§ EXERCISE GOAL
Could you retype every line of the data underneath without altering anything?

┌─ SOURCE MATERIAL

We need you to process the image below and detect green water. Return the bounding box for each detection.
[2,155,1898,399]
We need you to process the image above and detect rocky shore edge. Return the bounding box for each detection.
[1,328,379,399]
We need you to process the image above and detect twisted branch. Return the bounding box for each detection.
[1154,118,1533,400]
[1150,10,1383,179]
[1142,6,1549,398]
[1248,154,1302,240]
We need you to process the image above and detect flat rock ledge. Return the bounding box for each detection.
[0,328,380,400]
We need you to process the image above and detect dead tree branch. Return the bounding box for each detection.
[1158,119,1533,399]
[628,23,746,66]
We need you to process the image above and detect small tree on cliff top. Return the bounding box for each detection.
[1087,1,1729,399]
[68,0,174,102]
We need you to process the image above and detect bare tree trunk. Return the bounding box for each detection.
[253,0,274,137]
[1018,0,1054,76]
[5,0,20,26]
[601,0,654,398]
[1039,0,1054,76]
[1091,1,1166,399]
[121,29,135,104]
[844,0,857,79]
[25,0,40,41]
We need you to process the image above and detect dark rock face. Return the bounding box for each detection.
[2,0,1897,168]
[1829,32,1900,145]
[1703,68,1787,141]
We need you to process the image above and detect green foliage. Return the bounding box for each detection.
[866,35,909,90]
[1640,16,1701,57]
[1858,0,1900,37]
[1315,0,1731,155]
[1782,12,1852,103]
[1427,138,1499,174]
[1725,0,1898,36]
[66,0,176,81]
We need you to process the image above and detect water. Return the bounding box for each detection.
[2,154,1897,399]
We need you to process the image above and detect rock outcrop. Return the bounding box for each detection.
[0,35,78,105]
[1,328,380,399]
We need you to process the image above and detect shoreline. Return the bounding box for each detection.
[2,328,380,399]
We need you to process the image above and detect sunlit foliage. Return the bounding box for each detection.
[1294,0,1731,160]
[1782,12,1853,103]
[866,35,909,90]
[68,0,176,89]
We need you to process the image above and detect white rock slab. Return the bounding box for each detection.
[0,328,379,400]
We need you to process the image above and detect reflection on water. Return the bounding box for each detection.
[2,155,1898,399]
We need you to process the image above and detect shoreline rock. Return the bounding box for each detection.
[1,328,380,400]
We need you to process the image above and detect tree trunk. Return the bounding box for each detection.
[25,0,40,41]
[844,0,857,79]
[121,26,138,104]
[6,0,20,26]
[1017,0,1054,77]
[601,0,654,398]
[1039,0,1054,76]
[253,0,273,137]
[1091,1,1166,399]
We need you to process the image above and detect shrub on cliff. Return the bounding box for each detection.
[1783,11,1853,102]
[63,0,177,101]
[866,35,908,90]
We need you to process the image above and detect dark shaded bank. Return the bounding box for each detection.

└─

§ WRITTEN RESPONSE
We need you to process the image below and detect green water. Return the bounding box for each detection.
[2,155,1898,399]
We need you to process the image above and detect rocky shore edge. Return the bounding box for each detection.
[1,328,379,399]
We need you to process the image above and detect twisted branch. Return the bounding box for each detection.
[1154,118,1533,400]
[1150,10,1383,179]
[1142,6,1549,398]
[1248,154,1302,240]
We need you to process the image above and detect flat rock ledge. Return the bounding box for each detection.
[0,328,380,400]
We need you to process the image above and detect dead tree branch. Return the bounding box for each detection.
[1158,119,1533,399]
[628,23,746,66]
We need you to process the image above and detect small tree on cliff top. Return the bounding box for each detection.
[1087,1,1729,399]
[68,0,174,102]
We need you to process the image above and detect bare tree trunk. Return the bounding box for each detection.
[253,0,274,137]
[1018,0,1054,76]
[5,0,20,26]
[601,0,654,398]
[1039,0,1054,76]
[1091,1,1166,399]
[121,29,135,104]
[844,0,857,79]
[25,0,40,41]
We need you to process the image above and detect dark rock face. Return the bounding box for each detection.
[2,0,1897,168]
[1829,32,1900,145]
[1703,68,1787,141]
We need you to process the image above and detect green foliage. Return the bounding box for each detection.
[866,35,909,90]
[1640,16,1701,57]
[1858,0,1900,37]
[1315,0,1731,155]
[1782,12,1852,103]
[1427,138,1499,174]
[1725,0,1898,36]
[66,0,176,81]
We need you to process the image above and detect water. Return the bounding box for each detection.
[2,154,1897,399]
We need you to process the image above and detect rock outcrop. Return the bounding box for each detection.
[0,35,78,105]
[1,328,380,399]
We need you to process the image above and detect shoreline. Return the bounding box for each detection.
[2,328,380,399]
We need you to process the image above and detect sunlit foliage. Return the bounding box for each detection.
[1294,0,1731,160]
[1782,12,1853,103]
[866,35,909,90]
[68,0,176,89]
We need you to process the image above and detect white rock slab. Return the bounding box for each detection.
[0,328,379,400]
We need you to process the image above and detect reflection on water. Return the bounding box for each detection.
[2,155,1898,399]
We need you to process the image above and detect shoreline rock. Return the bounding box for each detection.
[1,328,380,400]
We need you to process the image above and detect tree trunk. Return the bounding box for each detection.
[25,0,40,41]
[844,0,857,79]
[121,26,138,104]
[6,0,20,26]
[1017,0,1054,77]
[601,0,654,398]
[1039,0,1054,76]
[253,0,273,137]
[1091,1,1166,399]
We need you to process the image above and detect shrub on cliff. Return the bounding box for each detection.
[1783,11,1853,102]
[63,0,177,101]
[866,35,908,90]
We need you to process the image above and detect dark shaded bank. Return the bounding box for each detection.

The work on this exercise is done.